What you should do :: Reproduce every line of the entries, starting with the line that contains "Report x and y for each instance of the arm" and going on through the line that contains "x=172, y=212", and offset each answer coordinate by -17, leaving the sample coordinates in the entry wording unchanged.

Exercise data ::

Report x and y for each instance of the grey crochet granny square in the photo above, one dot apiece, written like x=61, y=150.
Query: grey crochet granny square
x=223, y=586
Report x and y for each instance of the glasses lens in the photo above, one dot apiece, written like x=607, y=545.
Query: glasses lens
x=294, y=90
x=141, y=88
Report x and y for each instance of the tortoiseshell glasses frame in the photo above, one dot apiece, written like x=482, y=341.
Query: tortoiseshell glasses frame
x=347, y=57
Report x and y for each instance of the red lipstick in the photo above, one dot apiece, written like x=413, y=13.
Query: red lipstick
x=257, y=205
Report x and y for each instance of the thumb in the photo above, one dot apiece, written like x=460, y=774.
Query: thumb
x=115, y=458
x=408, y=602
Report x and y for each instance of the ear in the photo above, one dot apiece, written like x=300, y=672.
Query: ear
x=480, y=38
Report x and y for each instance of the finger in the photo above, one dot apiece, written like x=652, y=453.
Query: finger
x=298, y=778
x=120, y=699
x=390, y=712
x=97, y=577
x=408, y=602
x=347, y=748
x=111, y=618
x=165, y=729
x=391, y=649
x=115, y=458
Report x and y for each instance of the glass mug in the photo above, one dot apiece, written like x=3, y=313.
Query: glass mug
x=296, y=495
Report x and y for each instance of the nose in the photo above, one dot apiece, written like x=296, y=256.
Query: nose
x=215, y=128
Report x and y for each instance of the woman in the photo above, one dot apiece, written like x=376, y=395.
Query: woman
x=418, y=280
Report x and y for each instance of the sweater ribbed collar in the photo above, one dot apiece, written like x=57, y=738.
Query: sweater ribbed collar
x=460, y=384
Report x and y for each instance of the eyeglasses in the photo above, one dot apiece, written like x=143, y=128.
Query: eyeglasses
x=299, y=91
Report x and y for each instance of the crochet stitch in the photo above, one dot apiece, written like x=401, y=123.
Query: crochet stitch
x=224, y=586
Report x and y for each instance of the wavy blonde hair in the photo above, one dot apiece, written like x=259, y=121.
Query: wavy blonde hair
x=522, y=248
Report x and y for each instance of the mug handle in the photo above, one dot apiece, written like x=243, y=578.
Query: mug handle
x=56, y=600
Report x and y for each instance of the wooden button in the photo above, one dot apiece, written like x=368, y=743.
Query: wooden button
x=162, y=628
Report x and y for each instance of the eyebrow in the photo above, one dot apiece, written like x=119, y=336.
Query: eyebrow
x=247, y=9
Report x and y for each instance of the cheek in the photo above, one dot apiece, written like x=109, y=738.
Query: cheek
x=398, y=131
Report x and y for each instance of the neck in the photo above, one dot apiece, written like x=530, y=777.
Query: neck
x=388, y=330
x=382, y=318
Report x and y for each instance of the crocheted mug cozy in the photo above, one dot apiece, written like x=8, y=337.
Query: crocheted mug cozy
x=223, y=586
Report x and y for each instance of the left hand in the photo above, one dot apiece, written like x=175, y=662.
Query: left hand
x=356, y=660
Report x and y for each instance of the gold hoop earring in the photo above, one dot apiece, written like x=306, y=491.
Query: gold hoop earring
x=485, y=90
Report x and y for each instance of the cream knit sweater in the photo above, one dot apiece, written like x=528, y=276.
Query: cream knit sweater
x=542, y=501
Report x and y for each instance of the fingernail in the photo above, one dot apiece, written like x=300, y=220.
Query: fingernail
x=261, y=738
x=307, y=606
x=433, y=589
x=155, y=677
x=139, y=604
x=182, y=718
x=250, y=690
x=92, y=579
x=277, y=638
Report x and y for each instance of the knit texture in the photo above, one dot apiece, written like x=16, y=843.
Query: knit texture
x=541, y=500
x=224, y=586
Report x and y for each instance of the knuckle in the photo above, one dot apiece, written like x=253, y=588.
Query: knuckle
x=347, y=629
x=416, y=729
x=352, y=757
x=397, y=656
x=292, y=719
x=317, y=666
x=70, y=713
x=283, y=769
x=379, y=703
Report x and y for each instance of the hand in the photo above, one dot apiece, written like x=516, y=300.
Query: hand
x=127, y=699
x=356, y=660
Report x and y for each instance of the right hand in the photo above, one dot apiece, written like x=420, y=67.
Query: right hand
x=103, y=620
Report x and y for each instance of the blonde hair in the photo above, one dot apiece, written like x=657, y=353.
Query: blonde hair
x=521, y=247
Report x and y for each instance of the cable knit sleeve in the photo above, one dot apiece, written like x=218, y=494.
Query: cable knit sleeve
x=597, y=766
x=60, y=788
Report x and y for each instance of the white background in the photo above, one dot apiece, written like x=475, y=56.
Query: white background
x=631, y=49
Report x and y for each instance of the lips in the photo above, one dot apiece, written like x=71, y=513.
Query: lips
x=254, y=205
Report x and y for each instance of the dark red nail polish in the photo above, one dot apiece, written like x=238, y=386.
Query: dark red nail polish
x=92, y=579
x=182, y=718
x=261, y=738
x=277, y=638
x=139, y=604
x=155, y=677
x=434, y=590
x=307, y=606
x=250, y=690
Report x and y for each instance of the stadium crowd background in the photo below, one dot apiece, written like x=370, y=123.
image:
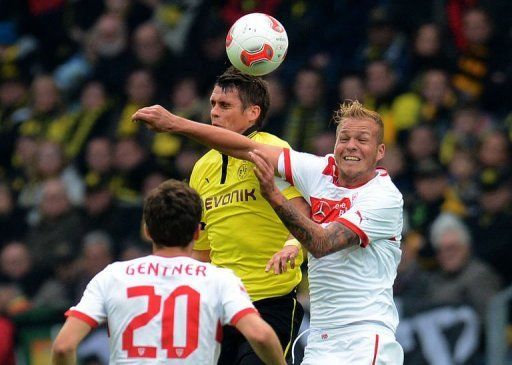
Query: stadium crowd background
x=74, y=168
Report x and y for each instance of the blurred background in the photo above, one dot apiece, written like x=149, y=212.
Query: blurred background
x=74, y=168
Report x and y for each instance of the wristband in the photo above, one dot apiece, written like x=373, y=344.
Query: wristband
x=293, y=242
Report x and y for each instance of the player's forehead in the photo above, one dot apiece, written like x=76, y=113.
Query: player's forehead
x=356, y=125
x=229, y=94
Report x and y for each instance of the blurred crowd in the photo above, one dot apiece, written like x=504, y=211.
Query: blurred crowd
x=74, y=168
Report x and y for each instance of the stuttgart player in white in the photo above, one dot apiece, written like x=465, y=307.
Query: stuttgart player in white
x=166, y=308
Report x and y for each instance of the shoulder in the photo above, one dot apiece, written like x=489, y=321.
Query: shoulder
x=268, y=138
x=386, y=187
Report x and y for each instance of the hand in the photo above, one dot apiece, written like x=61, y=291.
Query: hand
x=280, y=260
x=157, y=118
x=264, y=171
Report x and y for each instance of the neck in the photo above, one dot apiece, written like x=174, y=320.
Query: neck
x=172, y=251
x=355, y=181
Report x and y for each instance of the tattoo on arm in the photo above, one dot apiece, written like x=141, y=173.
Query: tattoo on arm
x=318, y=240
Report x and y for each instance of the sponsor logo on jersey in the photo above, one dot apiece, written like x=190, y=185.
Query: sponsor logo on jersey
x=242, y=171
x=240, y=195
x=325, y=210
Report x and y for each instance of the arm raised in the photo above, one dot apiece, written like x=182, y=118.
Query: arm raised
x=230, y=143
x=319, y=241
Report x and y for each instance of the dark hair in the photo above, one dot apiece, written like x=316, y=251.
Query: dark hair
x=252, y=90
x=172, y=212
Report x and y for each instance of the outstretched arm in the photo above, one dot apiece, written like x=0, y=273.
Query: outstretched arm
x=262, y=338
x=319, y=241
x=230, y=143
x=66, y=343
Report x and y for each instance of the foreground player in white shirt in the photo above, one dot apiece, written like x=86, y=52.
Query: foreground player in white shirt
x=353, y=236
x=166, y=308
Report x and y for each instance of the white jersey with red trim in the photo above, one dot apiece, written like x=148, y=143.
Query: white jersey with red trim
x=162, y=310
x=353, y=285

Response below ::
Report x and y for each instance of the arm raised in the photo above, one dot apiece, written like x=182, y=118.
Query: arm raised
x=213, y=126
x=302, y=224
Report x and y for each instance of the dark hair in the photo above, one dot apiece, written like x=316, y=251.
Query: dark hair
x=235, y=73
x=155, y=195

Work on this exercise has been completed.